> Problem requirements: A faithful transcription of all the data is required.

> Data to use:
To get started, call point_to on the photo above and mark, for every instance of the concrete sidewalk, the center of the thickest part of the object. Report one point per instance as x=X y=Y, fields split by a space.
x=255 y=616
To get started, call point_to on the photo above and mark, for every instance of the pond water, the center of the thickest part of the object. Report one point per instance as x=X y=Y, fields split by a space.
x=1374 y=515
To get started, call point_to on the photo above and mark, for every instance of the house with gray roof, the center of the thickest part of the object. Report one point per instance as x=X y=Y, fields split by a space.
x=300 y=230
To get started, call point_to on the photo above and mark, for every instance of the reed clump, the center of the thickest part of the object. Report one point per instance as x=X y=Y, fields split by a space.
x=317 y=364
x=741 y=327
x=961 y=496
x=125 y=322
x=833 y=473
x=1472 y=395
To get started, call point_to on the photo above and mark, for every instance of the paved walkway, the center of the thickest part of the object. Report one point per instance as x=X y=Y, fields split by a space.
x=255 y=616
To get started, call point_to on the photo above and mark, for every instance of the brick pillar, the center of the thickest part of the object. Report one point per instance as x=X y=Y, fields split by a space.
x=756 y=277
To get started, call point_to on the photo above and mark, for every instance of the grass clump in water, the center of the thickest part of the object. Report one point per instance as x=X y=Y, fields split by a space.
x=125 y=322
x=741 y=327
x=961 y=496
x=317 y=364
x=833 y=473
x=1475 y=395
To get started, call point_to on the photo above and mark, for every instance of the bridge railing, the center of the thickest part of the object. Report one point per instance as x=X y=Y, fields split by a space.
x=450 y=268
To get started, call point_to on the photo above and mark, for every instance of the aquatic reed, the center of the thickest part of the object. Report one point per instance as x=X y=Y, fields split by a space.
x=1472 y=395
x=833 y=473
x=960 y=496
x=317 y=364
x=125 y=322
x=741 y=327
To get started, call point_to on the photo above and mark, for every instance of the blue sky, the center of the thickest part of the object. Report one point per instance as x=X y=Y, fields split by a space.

> Output:
To get started, call point_to on the photo above and mark, for every instance of the concrete sidewalk, the center of the thickest part of the object. Report one point per instance as x=X y=Y, fields split by a space.
x=255 y=616
To get started, call point_to on the photo above and mark, for every instance of the pond water, the center of the thickest part of the object. Report one point per instance as x=X y=Y, fields split by a space.
x=1374 y=515
To get started, call point_to on the photo above and mark, for every instance of the house with gray roof, the center of the thickest part of the object. Report one point per instance as x=X y=Y, fields split by a space.
x=300 y=230
To get started, call point_to on the photo above and mark, for every instance of the reed clump, the center of the thickest part of the object. Report one point per instance as x=X y=Y, fields split by a space.
x=317 y=364
x=741 y=327
x=961 y=496
x=125 y=322
x=833 y=473
x=1472 y=395
To get started, call point_to on the photo above and mark, for every instance of the paved walkway, the center of the thickest part of the object. Report one point per instance as x=X y=Y, fields split by a space.
x=255 y=616
To get started, call point_to on the photo above and mark, for every instance of the brick pillar, the center of the thickest part of the object. Report one point per instance as x=X y=Y, fields split by a space.
x=756 y=277
To get started, call point_to on the photo above and mark, for every instance of the grass clump in water, the center of the thickest part of the object. Report one point per instance as x=X y=Y, fields split by a space.
x=125 y=322
x=741 y=327
x=961 y=496
x=317 y=364
x=833 y=473
x=1475 y=395
To get started, call point_to on the photo above and mark, for every instance of the bridge railing, the center of the thickest part of the object. Report one point per instance as x=X y=Y, fields split by a space.
x=450 y=268
To get started, call point_to on the photo above and mark, for every instance of the aquatic reed, the center of the thickest part of the object. Report one point per instance as x=X y=Y, fields split by a space.
x=1472 y=395
x=833 y=473
x=960 y=496
x=317 y=364
x=125 y=322
x=741 y=327
To get started, call point_to on the photo above and mark, for every instance of the blue sky, the center of the thickest part of the object. Report one point per instance as x=X y=Y, fields split by a space.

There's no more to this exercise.